This gives downstream tools (Binary Ninja, Ghidra, IDA) the function boundaries they need for disassembly and analysis.

Raise-site recovery

Phase 2 raise-site recovery analyses x86_64 and AArch64 instructions around calls to raiseExceptionEx to extract the full exception tuple:

for rs in &bin.raise_sites() {
    println!(
        "{} in {} at {}:{} [fn: {}]",
        rs.exception_type.as_deref().unwrap_or("?"),
        rs.proc_name.as_deref().unwrap_or("?"),
        rs.file.as_deref().unwrap_or("?"),
        rs.line.map(|l| l.to_string()).unwrap_or("?".into()),
        rs.enclosing_function.as_deref().unwrap_or("?"),
    );
}
ValueError in parseHexInt at strutils.nim:1242  [fn: nsuParseHexInt]
IndexDefect in delete at system.nim:2196        [fn: delete__closureiters_u3150]
MyError in inner at exceptions.nim:7            [fn: outer__exceptions_u129]

Build-host attribution

Debug and standard-release Nim builds leak build-host paths via stack-trace metadata and nimble package paths:

// Absolute .nim file paths (build-host leak)
let harvest = bin.stack_trace();
for f in &harvest.file_paths {
    if f.is_absolute {
        println!("leaked: {}", f.path);
    }
}

// Nimble package paths (username + package intel)
for p in &bin.nimble_paths() {
    println!("pkg: {}@{}", 
        p.pkg_name.as_deref().unwrap_or("?"),
        p.pkg_version.as_deref().unwrap_or("?"));
    if let Some(ref user) = p.user_hint {
        println!("  user: {user}");
    }
}
leaked: /opt/homebrew/Cellar/nim/2.2.8/nim/lib/system.nim
pkg: nimSHA2@0.1.1
  user: alex

Dump example

The included dump example prints every recoverable artifact:

cargo run --example dump -- sample.exe

Supported formats

  • ELF (Linux, BSD) — full support including function sizes from st_size
  • PE (Windows) — COFF symbol table + exports; MinGW and MSVC linked
  • Mach-O (macOS) — single-arch and universal/fat binaries

Dependencies

Deliberately minimal:

  • goblin — ELF/PE/Mach-O parsing
  • memchr — fast byte-level rodata scanning

License

Apache-2.0

■ ■ ■ ■

*Task description*. According to the Nim binary analysis notes, which instruction sets does Phase 2 raise-site recovery analyze?

*Given material*.

■ ■ ■ ■

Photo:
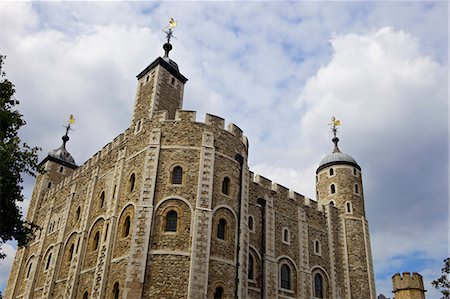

■ ■ ■ ■

*Response to this task*. x86_64 and AArch64.